▸ **CONSIGNE 1**
Dans les entrées, reprenez les lignes situées entre celle qui contient "For every instance of the referee" et celle qui contient "pixel 53 111", incluses, en renommant "woman" en "lady". Ne modifiez rien d'autre.

▸ **TEXTE CITÉ**
-----
Cela est très beau par ce temps où la faillite – opérée avec un million en portefeuille – est considérée par les malins du boulevard comme un acte de haute intelligence. Si je déshabillais la vie de certains grands impertinents, qu’il me serait facile de citer, on en apprendrait de belles ! Jacques Offenbach rentra chez lui sans donner les marques d’une gaîté folle, à coup sûr, mais aussi sans désespérer de l’avenir. Il s’assit devant la table de travail un peu abandonnée, prit du papier rayé, un libretto qui traînait et recommença à veiller sous la lampe. La vie d’autrefois ! Et il ne perdit point sa gaîté ! Quand je vous dis que c’était un vrai Français ! – L’homme qui vient de mourir était un bien honnête homme.

Le Voltaire, sous la signature de Parisis, qui cache, je crois, M. Emile Blavet, fait apprécier surtout dans Offenbach l’homme de famille.
-----
▸ **DONNÉES À UTILISER**

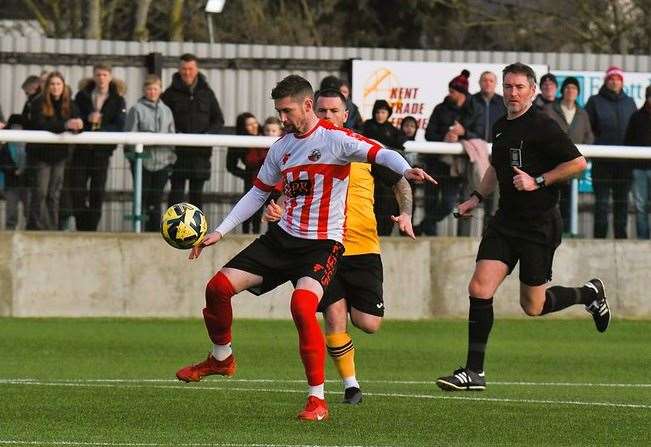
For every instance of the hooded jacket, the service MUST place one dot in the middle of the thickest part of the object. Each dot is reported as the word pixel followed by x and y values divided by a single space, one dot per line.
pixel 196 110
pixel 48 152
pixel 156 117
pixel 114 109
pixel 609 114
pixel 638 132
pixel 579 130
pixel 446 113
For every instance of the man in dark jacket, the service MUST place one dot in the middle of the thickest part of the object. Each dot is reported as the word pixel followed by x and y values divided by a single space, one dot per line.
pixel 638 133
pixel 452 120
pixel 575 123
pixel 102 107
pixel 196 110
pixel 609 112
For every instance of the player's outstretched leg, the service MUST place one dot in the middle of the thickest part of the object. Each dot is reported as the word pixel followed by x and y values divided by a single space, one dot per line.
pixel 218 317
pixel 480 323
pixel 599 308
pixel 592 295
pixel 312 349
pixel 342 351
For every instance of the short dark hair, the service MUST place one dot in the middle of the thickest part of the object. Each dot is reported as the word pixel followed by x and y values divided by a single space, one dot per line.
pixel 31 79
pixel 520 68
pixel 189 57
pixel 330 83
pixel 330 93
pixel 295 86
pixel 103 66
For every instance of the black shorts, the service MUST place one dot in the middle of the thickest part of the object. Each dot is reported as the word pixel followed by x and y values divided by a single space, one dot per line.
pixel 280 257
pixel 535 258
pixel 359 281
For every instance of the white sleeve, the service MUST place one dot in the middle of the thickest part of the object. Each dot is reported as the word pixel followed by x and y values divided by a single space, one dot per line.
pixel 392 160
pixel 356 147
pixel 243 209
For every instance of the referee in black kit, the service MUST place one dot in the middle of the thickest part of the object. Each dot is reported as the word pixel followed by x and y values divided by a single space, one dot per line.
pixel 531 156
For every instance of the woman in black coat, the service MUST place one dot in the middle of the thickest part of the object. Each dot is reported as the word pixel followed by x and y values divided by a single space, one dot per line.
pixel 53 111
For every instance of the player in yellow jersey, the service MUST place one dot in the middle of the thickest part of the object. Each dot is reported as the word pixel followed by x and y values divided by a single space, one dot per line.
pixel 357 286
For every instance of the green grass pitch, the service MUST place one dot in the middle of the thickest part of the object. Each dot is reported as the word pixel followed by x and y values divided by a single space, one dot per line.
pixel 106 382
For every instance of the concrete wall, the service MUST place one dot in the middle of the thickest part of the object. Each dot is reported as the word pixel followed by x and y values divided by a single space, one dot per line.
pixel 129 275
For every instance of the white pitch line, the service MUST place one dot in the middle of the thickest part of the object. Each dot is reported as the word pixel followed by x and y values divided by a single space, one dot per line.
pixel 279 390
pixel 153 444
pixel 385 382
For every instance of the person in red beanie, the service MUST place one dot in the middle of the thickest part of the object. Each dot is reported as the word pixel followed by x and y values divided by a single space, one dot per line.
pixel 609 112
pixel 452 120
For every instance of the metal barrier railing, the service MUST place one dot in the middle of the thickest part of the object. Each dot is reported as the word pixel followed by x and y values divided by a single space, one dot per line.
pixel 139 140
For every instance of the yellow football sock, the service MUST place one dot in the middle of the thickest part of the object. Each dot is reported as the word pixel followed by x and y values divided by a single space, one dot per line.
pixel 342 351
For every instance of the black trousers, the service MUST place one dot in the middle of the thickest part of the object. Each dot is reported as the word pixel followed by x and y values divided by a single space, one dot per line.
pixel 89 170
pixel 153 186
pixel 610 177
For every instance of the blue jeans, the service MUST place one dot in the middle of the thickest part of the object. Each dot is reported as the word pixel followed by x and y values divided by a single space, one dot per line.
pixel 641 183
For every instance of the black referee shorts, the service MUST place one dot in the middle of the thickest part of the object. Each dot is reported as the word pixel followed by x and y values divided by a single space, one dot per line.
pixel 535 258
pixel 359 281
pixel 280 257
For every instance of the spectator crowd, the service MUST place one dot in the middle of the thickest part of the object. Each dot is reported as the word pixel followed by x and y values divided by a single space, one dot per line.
-----
▸ **CONSIGNE 2**
Recopiez à l'identique le passage du texte sur Offenbach qui va de "Cela est très" à "l’homme de famille.", ces deux bornes comprises.

▸ **RÉPONSE COMPLÈTE 1**
For every instance of the referee in black kit, the service MUST place one dot in the middle of the thickest part of the object. Each dot is reported as the word pixel followed by x and y values divided by a single space, one dot per line.
pixel 531 156
For every instance of the lady in black coat, the service MUST place one dot in the middle of the thickest part of the object. Each dot is reported as the word pixel followed by x and y values divided by a single space, one dot per line.
pixel 53 111

▸ **RÉPONSE COMPLÈTE 2**
Cela est très beau par ce temps où la faillite – opérée avec un million en portefeuille – est considérée par les malins du boulevard comme un acte de haute intelligence. Si je déshabillais la vie de certains grands impertinents, qu’il me serait facile de citer, on en apprendrait de belles ! Jacques Offenbach rentra chez lui sans donner les marques d’une gaîté folle, à coup sûr, mais aussi sans désespérer de l’avenir. Il s’assit devant la table de travail un peu abandonnée, prit du papier rayé, un libretto qui traînait et recommença à veiller sous la lampe. La vie d’autrefois ! Et il ne perdit point sa gaîté ! Quand je vous dis que c’était un vrai Français ! – L’homme qui vient de mourir était un bien honnête homme.

Le Voltaire, sous la signature de Parisis, qui cache, je crois, M. Emile Blavet, fait apprécier surtout dans Offenbach l’homme de famille.